*** Opening Information provided ***

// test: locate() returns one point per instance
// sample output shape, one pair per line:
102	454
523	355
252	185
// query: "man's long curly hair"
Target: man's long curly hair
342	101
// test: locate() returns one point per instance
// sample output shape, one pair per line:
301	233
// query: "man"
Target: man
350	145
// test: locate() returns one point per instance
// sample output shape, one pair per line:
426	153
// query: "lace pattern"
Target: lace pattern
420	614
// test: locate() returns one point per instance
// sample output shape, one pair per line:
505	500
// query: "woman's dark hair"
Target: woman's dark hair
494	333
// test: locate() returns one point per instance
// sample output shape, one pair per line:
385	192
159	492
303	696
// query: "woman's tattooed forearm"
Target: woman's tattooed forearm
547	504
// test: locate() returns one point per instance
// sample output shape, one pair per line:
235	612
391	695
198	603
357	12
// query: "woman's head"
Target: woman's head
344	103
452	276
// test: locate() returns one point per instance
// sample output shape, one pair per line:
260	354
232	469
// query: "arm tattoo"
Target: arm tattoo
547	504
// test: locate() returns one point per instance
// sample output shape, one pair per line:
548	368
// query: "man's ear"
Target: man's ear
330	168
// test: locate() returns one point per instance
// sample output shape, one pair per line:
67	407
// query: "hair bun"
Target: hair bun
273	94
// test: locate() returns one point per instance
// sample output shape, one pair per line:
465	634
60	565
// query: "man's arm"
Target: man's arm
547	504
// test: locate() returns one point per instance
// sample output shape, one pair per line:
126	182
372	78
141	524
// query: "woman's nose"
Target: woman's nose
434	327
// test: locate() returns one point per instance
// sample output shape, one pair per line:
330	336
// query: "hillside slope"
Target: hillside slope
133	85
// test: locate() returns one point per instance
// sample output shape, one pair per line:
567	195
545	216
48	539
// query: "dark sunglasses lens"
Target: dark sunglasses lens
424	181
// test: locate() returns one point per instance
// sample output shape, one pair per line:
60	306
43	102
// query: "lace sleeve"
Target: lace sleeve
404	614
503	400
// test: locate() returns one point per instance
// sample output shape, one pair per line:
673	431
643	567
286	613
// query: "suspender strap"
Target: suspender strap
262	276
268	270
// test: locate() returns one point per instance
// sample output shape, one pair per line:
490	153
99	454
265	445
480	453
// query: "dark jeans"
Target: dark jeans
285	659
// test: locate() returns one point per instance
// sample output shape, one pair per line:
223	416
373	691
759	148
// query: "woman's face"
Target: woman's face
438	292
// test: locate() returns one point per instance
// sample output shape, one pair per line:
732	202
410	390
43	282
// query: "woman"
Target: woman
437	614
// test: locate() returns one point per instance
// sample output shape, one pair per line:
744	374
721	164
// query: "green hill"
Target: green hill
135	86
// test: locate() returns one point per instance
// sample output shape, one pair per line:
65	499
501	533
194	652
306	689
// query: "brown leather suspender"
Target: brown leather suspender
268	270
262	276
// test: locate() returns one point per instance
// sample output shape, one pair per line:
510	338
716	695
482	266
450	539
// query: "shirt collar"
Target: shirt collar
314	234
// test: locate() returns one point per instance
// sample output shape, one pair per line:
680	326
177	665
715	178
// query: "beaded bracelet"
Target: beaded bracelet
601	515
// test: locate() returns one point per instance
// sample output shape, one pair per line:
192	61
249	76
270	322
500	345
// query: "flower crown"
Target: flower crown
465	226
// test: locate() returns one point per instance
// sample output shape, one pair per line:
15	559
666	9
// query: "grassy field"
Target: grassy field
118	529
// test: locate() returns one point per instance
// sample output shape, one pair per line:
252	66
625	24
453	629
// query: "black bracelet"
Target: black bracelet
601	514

*** Closing Information provided ***

• _Exercise objective_:
Restate the records from above exactly as they read.

• _The answer_:
// test: locate() returns one point per instance
// sample output shape, one pair per line:
102	454
523	355
252	185
// query: "man's long curly hair"
Target: man's long curly hair
342	101
// test: locate() returns one point per instance
// sample output shape, one pair per line:
301	233
// query: "man"
Target: man
350	145
// test: locate() returns one point per instance
// sample output shape, one pair per line:
426	153
// query: "lace pattern"
Target: lace pattern
420	614
// test: locate() returns one point per instance
// sample output shape, one pair per line:
505	500
// query: "woman's dark hair"
Target: woman's dark hair
494	333
// test: locate() returns one point per instance
// sample output shape, one pair per line:
385	192
159	492
303	696
// query: "woman's tattooed forearm"
Target: woman's tattooed forearm
547	504
// test: locate() returns one point per instance
// sample output shape, one pair per line:
235	612
391	695
198	603
357	12
// query: "woman's head"
Target: woman's head
344	103
452	276
// test: locate() returns one point per instance
// sample output shape, one pair per line:
260	354
232	469
// query: "arm tattoo"
Target: arm tattoo
547	504
// test: locate() returns one point per instance
// sample output shape, one pair per line:
548	368
// query: "man's ear"
Target: man's ear
330	168
// test: locate() returns one point per instance
// sample output shape, one pair per line:
67	407
// query: "hair bun"
Target: hair bun
273	94
// test: locate() returns one point per instance
// sample output shape, one pair per line:
465	634
60	565
// query: "man's arm"
Target: man's arm
547	504
// test: locate() returns one point per instance
// sample output shape, one pair per line:
126	182
372	78
141	524
// query: "woman's nose"
Target: woman's nose
434	327
// test: locate() returns one point per instance
// sample output shape, one pair per line:
330	336
// query: "hillside slope"
Target: hillside slope
133	85
// test: locate() returns one point per instance
// sample output shape, one pair per line:
567	195
545	216
48	539
// query: "dark sunglasses lens"
Target: dark sunglasses lens
424	181
// test: locate() returns one point per instance
// sample output shape, one pair per line:
60	306
43	102
// query: "lace sleeve"
Target: lace sleeve
404	614
503	400
// test: locate() returns one point per instance
// sample output shape, one pair per line:
673	431
643	567
286	613
// query: "suspender strap"
Target: suspender strap
262	276
268	270
// test: locate() returns one point per instance
// sample output shape, one pair per line:
490	153
99	454
265	445
480	453
// query: "dark jeans"
Target: dark jeans
285	659
// test: locate() returns one point per instance
// sample output shape, one pair per line:
223	416
373	691
759	148
// query: "woman's face"
Target: woman's face
438	292
// test: locate() returns one point per instance
// sample output shape, one pair per line:
732	202
410	390
43	282
// query: "woman"
Target: woman
437	614
// test: locate() returns one point per instance
// sample output shape, one pair per line:
744	374
721	164
// query: "green hill"
Target: green hill
135	86
// test: locate() returns one point per instance
// sample output shape, one pair per line:
65	499
501	533
194	652
306	689
// query: "brown leather suspender"
Target: brown leather suspender
268	270
262	276
// test: locate() returns one point per instance
// sample output shape, one pair per line:
510	338
716	695
482	266
450	539
// query: "shirt collar"
Target: shirt collar
314	234
// test: locate() returns one point per instance
// sample output shape, one pair per line:
680	326
177	665
715	178
// query: "beaded bracelet"
Target: beaded bracelet
601	515
// test: locate() returns one point per instance
// sample output shape, one pair per line:
192	61
249	76
270	322
500	345
// query: "flower crown"
Target: flower crown
465	226
// test: locate() returns one point per instance
// sample output shape, one pair per line:
15	559
666	9
// query: "grassy field"
Target: grassy field
118	529
// test: locate() returns one point per instance
// sample output shape, one pair per line:
252	66
625	24
453	629
// query: "black bracelet"
Target: black bracelet
601	514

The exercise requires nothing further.